* [DIRECTIVE]:
Set down, word for word, the stretch of the Kafka and TimescaleDB pipeline article below that starts at "Introduction" and ends after "for time-series data.".

* [PAGE]:

Build a Data Pipeline With Apache Kafka and TimescaleDB

Introduction

In this post, we will cover how to set up TimescaleDB (hosted on Managed Service for TimescaleDB) as a Kafka consumer (via the JDBC sink connector) with the Confluent Platform for the streaming data. We will start with a pre-created topic and a schema that has already been defined in the Confluent platform, and we will cover ways to create the schema.

Whether you are generating system infrastructure readings (for DevOps / IT monitoring) or capturing edge devices measurements (for IoT), TimescaleDB can be used as a centralized repository for time-series data.

To ingest this data into TimescaleDB, our users often create a data pipeline that includes Apache Kafka. For those who are not familiar, Kafka is a distributed streaming platform that allows systems to publish data that can be read by a number of different systems in a very resilient and scalable way. A popular way users leverage Kafka is via Confluent which is a comprehensive platform for event streaming.

* [DATA ENTRIES]:
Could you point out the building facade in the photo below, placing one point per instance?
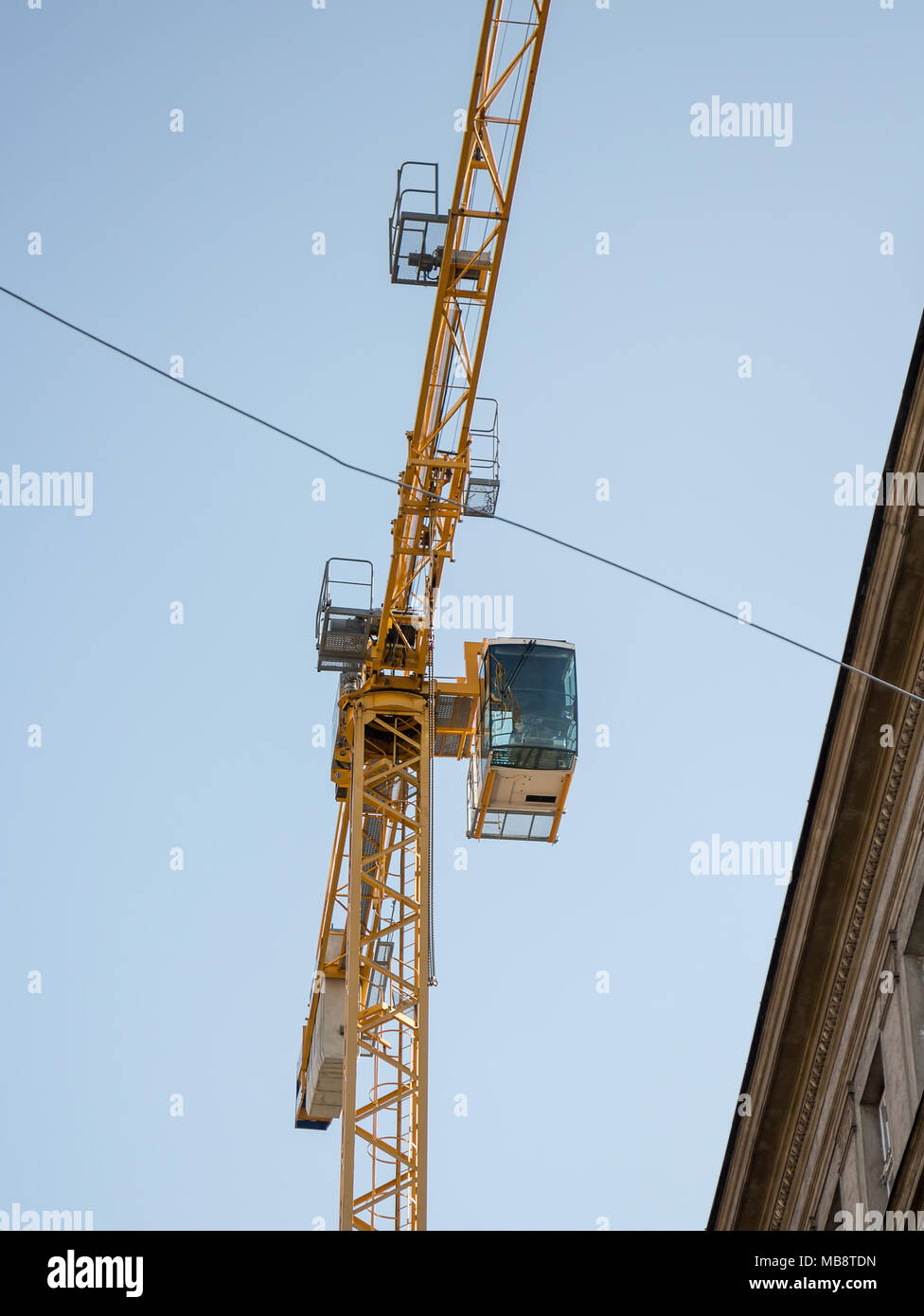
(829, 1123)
==
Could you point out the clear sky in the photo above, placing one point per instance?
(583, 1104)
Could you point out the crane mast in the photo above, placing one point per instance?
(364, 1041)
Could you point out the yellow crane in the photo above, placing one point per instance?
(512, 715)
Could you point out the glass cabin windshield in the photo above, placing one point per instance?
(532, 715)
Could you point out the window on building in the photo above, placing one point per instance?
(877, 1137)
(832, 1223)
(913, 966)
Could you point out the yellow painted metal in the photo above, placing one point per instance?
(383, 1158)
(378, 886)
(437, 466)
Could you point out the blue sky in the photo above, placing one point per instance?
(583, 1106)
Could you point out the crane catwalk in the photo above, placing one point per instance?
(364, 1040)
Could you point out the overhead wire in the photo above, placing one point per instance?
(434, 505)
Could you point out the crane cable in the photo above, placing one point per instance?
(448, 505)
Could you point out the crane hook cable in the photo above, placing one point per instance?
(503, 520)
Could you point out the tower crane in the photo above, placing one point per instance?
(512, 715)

* [REPLY TO THE TASK]:
Introduction

In this post, we will cover how to set up TimescaleDB (hosted on Managed Service for TimescaleDB) as a Kafka consumer (via the JDBC sink connector) with the Confluent Platform for the streaming data. We will start with a pre-created topic and a schema that has already been defined in the Confluent platform, and we will cover ways to create the schema.

Whether you are generating system infrastructure readings (for DevOps / IT monitoring) or capturing edge devices measurements (for IoT), TimescaleDB can be used as a centralized repository for time-series data.